■ **Task to carry out**:
Repeat the lines word for word, beginning with the line that contains "TARGET: front wheel" and continuing through the last line of the records.

====== Supplied entries ======

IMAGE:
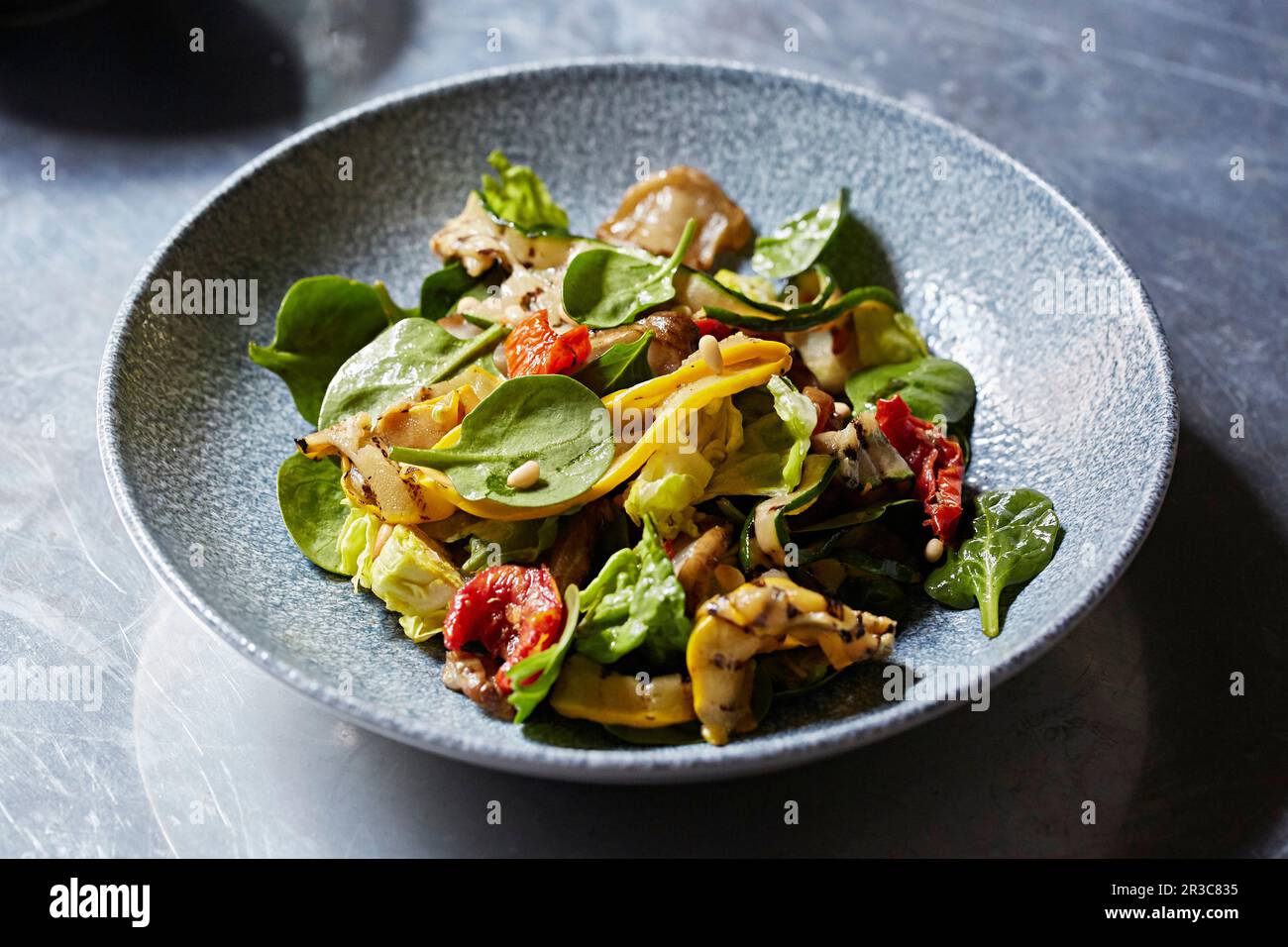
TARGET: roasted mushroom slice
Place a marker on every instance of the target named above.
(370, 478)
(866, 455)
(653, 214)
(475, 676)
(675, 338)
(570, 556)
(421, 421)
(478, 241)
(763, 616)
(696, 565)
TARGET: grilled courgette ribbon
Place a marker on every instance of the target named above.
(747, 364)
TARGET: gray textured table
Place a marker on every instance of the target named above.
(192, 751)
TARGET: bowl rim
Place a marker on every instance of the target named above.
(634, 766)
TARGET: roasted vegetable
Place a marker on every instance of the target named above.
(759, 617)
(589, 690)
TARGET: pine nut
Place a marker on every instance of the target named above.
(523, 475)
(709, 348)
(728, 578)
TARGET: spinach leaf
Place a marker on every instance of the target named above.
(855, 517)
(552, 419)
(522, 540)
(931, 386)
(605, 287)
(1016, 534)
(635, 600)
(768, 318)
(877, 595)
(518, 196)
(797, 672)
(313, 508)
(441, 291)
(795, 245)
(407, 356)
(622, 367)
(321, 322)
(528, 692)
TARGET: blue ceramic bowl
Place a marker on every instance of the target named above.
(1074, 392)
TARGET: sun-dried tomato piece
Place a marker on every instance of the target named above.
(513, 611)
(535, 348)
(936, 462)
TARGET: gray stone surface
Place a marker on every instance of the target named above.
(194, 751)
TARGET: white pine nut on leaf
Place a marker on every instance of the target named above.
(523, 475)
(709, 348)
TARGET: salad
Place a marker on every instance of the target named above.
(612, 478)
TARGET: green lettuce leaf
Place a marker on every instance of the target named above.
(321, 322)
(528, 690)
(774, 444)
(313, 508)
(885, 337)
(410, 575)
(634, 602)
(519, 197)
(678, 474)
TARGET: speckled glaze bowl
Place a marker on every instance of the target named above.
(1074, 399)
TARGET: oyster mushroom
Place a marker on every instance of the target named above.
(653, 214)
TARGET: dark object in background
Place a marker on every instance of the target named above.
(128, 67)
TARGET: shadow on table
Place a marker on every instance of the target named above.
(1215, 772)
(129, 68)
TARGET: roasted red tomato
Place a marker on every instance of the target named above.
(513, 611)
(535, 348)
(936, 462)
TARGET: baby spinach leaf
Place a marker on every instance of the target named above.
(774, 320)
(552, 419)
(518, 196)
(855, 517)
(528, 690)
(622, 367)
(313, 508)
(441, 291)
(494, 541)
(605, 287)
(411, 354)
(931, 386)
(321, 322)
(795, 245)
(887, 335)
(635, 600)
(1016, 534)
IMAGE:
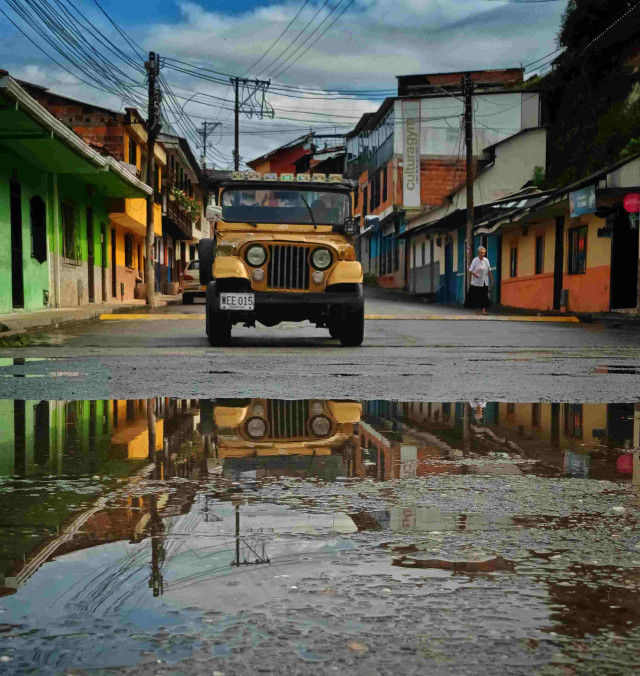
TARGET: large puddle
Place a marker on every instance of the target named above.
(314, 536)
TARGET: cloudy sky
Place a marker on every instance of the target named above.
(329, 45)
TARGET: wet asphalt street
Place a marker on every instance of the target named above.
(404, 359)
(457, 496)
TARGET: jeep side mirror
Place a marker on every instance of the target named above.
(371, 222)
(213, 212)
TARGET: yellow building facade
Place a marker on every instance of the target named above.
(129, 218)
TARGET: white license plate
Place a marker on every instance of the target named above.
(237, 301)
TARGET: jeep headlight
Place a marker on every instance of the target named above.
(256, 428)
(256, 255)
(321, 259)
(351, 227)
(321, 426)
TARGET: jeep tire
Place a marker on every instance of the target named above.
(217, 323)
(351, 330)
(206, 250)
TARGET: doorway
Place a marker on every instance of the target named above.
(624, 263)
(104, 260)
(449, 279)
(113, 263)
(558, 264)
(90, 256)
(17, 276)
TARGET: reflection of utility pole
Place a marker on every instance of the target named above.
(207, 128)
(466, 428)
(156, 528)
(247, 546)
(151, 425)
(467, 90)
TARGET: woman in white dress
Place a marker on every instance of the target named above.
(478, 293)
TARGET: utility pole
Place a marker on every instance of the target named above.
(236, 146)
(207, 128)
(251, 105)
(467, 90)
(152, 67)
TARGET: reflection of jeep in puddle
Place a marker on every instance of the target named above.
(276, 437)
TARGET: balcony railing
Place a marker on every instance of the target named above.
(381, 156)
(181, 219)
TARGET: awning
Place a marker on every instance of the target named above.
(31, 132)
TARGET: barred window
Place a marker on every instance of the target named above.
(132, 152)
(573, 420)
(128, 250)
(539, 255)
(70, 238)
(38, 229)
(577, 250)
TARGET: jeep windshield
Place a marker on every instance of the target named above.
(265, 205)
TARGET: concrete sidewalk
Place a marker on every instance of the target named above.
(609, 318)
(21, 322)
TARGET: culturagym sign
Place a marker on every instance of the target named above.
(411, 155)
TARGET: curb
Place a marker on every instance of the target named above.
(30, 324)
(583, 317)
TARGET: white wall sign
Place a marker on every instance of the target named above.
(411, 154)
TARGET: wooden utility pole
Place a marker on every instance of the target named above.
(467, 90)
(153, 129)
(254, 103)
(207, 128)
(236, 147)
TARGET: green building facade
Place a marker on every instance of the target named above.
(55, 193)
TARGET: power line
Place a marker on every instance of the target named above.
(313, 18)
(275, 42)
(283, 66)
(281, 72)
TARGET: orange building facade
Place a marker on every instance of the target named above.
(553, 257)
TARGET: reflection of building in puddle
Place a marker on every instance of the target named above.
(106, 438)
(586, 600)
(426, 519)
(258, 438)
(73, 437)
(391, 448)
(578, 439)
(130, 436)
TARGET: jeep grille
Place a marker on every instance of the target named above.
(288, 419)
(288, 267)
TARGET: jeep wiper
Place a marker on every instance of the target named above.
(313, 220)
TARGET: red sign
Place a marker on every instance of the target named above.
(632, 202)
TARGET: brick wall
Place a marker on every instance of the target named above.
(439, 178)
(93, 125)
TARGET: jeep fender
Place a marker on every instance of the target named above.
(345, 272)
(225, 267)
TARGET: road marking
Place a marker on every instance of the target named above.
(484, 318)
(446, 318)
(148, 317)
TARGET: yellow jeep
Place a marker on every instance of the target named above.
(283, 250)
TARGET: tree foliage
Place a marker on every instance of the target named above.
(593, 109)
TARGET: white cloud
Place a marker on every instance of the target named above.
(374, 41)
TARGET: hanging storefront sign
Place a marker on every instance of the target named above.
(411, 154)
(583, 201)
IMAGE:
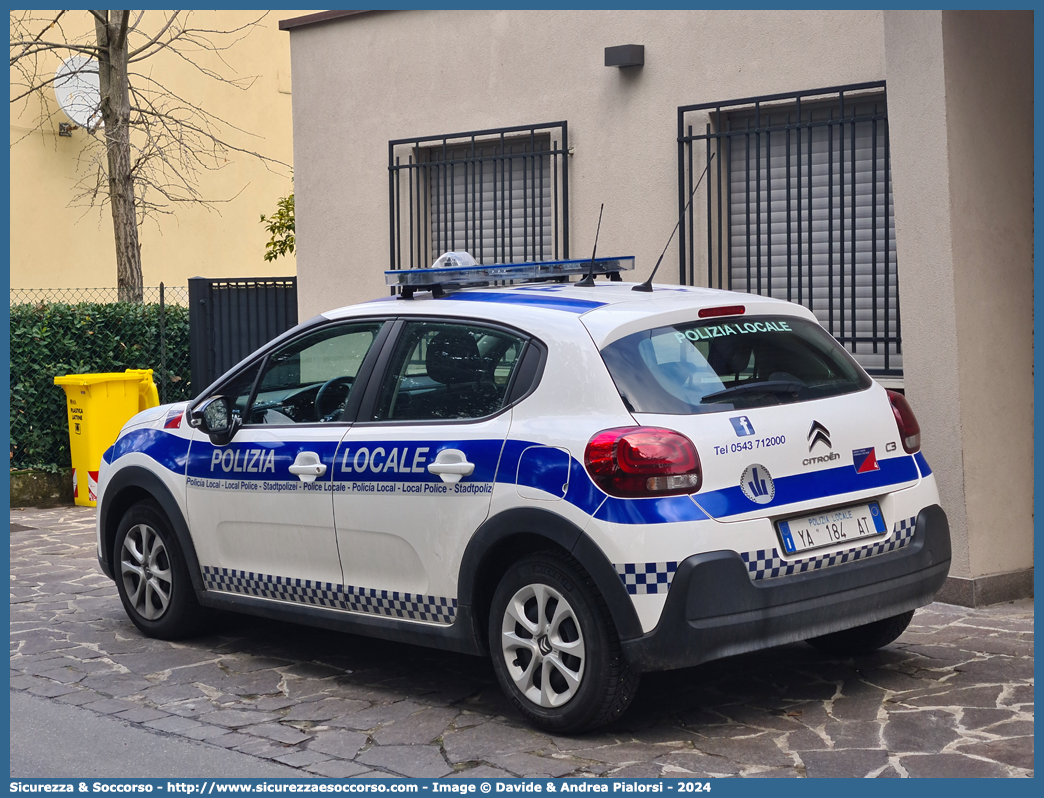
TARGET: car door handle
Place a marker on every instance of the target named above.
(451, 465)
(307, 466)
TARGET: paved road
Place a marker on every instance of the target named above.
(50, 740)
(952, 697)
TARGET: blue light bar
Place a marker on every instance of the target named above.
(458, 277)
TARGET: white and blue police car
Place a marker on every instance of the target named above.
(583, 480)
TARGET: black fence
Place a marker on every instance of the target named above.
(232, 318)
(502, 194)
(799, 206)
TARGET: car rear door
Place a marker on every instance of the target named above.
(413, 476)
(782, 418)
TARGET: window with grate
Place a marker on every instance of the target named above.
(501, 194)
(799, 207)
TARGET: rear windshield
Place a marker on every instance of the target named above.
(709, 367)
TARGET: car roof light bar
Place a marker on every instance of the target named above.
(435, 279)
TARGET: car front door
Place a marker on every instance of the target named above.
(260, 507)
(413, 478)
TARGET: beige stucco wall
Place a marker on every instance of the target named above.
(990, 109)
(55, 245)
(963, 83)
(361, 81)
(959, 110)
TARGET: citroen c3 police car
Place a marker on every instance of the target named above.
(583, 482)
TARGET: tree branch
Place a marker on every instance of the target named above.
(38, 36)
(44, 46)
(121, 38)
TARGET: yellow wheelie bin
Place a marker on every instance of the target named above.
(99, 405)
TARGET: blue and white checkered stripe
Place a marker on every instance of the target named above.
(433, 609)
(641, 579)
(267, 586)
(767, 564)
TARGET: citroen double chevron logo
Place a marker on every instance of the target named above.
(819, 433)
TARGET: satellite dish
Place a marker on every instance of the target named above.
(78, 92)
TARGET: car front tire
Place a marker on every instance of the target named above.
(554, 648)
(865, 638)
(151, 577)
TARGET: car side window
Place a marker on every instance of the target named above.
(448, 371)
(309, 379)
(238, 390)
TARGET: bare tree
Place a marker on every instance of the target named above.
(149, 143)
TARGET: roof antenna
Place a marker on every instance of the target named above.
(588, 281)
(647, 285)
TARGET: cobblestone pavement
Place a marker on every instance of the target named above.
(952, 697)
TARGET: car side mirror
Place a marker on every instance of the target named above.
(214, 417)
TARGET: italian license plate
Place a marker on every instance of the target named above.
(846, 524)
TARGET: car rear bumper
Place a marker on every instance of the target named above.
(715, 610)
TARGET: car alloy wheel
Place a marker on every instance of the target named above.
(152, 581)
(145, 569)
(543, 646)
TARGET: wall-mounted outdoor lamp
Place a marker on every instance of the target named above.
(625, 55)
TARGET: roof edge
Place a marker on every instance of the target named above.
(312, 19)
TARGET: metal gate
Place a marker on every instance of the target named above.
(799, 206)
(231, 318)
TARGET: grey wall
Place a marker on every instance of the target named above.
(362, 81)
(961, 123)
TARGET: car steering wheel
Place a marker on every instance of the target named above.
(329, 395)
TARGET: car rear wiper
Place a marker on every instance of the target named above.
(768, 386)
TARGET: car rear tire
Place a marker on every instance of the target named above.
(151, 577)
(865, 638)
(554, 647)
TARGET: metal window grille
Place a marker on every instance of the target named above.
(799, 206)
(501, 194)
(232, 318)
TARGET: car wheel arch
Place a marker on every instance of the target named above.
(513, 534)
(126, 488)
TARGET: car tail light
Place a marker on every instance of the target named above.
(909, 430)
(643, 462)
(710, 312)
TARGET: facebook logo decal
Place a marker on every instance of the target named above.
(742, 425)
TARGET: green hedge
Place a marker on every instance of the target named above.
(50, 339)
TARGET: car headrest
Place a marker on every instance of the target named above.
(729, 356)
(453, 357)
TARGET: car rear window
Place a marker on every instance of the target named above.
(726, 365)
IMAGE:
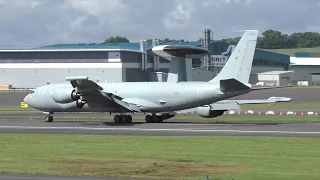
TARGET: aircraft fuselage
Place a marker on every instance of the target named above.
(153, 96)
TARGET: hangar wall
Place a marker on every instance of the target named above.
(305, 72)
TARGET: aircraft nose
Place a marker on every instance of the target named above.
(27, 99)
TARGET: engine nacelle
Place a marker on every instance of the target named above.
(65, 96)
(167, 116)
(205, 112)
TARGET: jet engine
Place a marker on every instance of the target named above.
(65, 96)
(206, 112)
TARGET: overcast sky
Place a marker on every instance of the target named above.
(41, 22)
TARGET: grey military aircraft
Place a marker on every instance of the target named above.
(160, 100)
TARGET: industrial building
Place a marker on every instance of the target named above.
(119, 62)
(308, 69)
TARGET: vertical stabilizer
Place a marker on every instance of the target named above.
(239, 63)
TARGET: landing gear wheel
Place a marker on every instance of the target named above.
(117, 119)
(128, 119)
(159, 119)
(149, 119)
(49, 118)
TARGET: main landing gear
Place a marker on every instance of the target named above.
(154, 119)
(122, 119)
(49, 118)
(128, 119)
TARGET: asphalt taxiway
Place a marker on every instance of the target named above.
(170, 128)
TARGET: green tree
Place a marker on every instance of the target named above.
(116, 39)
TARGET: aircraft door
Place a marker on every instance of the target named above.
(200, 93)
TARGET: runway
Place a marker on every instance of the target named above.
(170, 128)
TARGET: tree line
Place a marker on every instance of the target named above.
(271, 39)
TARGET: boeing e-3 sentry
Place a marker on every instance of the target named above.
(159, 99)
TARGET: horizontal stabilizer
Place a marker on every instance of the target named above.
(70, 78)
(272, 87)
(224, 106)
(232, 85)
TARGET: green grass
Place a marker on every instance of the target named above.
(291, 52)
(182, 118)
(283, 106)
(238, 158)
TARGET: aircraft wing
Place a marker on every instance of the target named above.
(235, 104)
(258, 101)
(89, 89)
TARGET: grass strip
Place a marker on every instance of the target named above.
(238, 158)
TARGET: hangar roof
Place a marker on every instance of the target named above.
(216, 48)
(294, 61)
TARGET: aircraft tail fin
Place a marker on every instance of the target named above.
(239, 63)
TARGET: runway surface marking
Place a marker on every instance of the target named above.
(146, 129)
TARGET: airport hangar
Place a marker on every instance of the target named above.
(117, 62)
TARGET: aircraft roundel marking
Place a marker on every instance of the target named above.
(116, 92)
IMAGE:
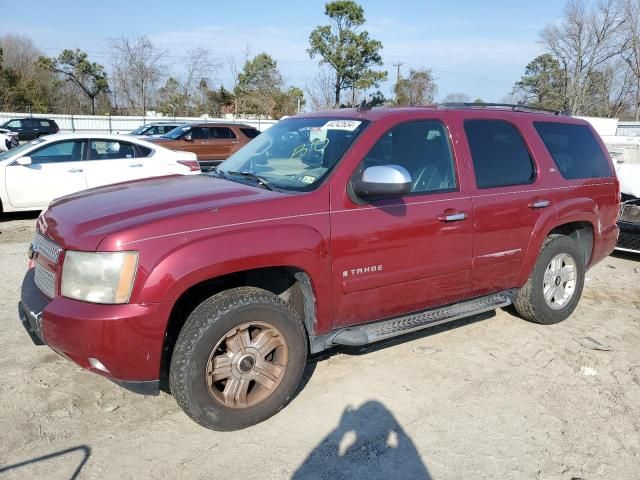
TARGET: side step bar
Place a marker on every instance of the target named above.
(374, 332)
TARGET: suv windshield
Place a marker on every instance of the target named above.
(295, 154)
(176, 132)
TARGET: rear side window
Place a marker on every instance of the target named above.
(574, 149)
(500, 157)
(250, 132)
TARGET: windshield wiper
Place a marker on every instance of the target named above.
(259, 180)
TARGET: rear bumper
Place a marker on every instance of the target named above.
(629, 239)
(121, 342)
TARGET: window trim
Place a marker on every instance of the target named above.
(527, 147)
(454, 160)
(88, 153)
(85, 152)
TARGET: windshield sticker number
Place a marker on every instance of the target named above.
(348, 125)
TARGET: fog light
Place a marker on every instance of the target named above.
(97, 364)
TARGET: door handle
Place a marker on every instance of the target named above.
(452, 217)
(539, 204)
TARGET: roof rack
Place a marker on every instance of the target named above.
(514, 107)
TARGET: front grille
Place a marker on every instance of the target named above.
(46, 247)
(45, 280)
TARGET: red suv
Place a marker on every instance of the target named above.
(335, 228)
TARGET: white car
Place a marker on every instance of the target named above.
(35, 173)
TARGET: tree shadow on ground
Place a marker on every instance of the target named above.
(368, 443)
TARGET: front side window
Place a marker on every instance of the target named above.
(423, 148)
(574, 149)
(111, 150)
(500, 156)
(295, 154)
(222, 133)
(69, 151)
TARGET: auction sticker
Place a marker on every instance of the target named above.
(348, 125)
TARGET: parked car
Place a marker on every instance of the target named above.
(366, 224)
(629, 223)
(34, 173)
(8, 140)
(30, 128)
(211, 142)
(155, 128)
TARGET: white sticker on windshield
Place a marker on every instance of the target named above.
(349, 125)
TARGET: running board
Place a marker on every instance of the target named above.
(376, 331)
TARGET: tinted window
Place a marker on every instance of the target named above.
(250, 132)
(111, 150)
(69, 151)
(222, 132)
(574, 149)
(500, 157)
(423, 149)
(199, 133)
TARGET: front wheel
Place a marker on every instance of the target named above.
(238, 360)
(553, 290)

======

■ **Exercise result**:
TARGET: front wheel
Place a marker on every instance of the target named above.
(238, 360)
(553, 290)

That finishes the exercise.